Your objective: In the items below, turn the lines into a numbered list, starting at the line containing "One point lands on every instance of the leafless" and ending at the line containing "pixel 106 8", and leave out any blank lines.

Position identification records
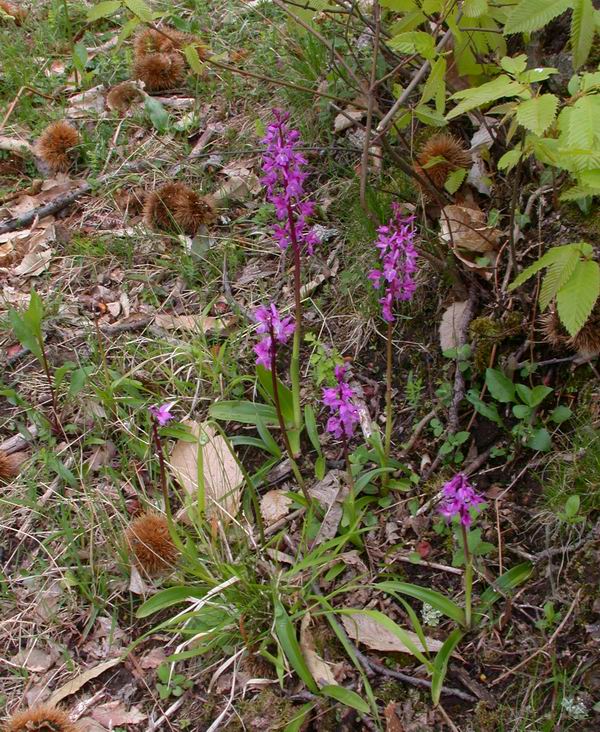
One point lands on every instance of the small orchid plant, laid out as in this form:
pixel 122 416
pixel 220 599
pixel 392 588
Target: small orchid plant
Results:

--

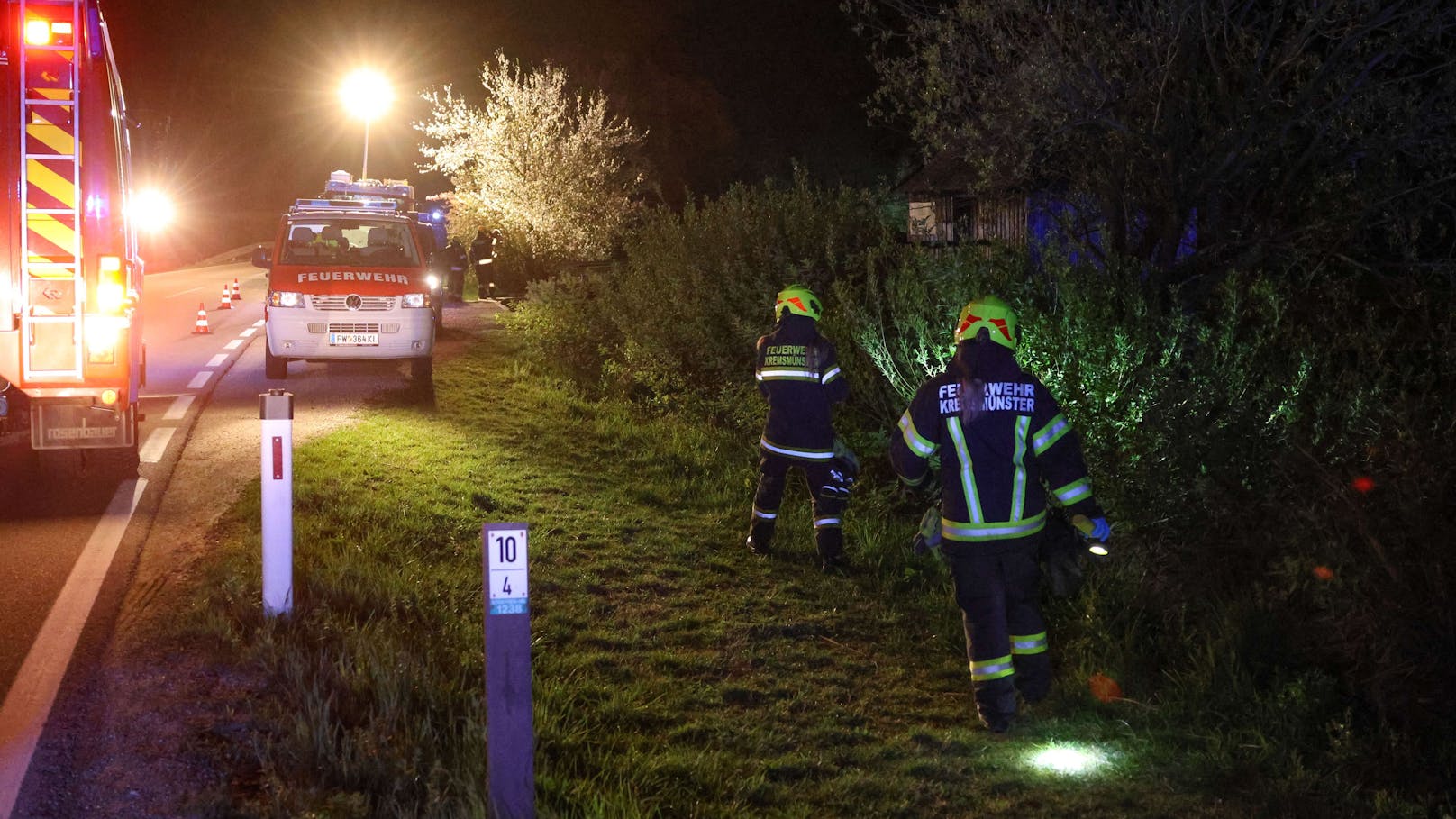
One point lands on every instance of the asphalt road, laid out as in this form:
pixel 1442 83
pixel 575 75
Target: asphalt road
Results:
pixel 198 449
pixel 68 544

--

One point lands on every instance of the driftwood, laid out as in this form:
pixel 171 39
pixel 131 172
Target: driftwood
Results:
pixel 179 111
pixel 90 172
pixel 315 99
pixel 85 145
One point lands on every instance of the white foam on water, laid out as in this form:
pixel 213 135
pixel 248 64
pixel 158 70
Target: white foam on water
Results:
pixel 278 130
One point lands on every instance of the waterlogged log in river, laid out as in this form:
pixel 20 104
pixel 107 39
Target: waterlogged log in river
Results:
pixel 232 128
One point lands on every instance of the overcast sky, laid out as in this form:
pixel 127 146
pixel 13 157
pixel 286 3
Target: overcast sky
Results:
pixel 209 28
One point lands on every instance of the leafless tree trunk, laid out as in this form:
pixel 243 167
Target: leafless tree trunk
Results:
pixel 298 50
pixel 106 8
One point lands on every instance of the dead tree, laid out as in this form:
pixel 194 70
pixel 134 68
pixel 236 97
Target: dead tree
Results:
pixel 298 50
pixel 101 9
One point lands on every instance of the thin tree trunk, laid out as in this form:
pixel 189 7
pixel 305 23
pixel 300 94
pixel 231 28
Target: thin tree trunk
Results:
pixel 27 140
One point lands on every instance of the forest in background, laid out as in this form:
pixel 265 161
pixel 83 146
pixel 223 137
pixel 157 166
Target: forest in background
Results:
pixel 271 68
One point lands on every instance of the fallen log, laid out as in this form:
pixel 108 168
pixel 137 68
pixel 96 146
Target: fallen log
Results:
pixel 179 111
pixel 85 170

Written solution:
1. One point lands on every instance of the leafless tree trunk, laid out as in this form:
2. pixel 243 167
3. Target: leafless tree trunk
4. Results:
5. pixel 298 50
6. pixel 106 8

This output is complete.